> **待完成任务**: 把下方列表中从含有“Annotation guideline — the target class is brown”的那一行起，到含有“304;233;332;249”的那一行为止的各行逐字照抄下来，首尾两行都要包括在内。

> **所给列表**:
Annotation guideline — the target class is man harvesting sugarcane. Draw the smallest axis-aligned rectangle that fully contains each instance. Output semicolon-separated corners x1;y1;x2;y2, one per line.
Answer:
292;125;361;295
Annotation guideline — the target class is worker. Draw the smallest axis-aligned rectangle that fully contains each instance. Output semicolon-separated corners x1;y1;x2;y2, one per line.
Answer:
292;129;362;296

==

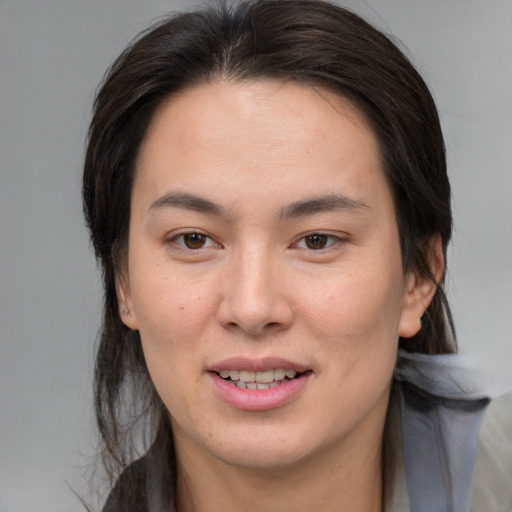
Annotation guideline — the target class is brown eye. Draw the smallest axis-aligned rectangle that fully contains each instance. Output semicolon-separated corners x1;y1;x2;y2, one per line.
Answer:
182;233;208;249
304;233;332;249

* * *

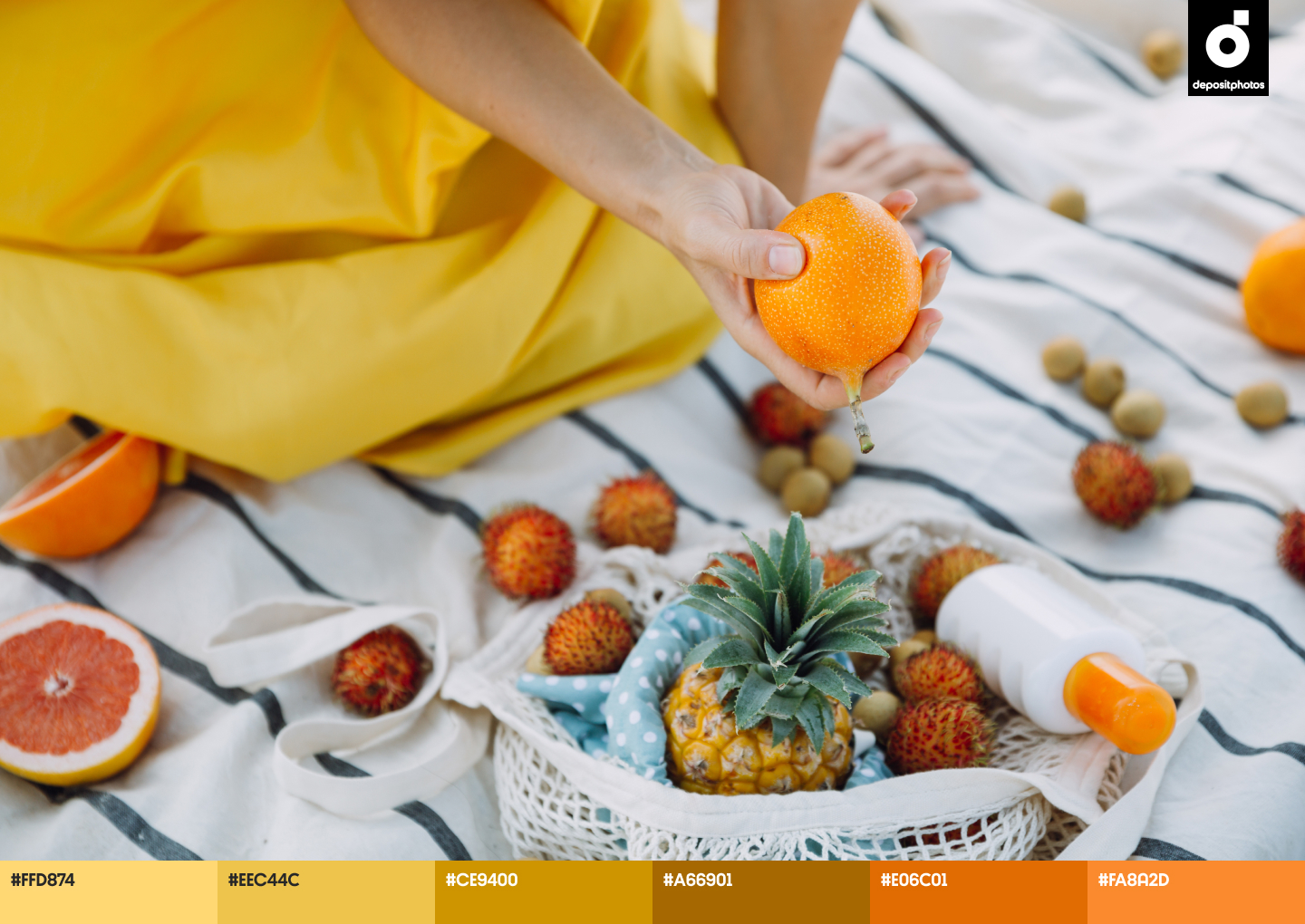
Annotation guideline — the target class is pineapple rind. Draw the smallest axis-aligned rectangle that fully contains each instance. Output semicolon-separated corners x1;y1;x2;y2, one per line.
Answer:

> **解答如下**:
Annotation guideline — the target class is brown eye. Draw the smallest axis-aligned rectangle that fully contains each instance. Output semicolon-separated corners x1;y1;x2;y2, one per line.
Answer:
182;233;208;249
304;233;332;249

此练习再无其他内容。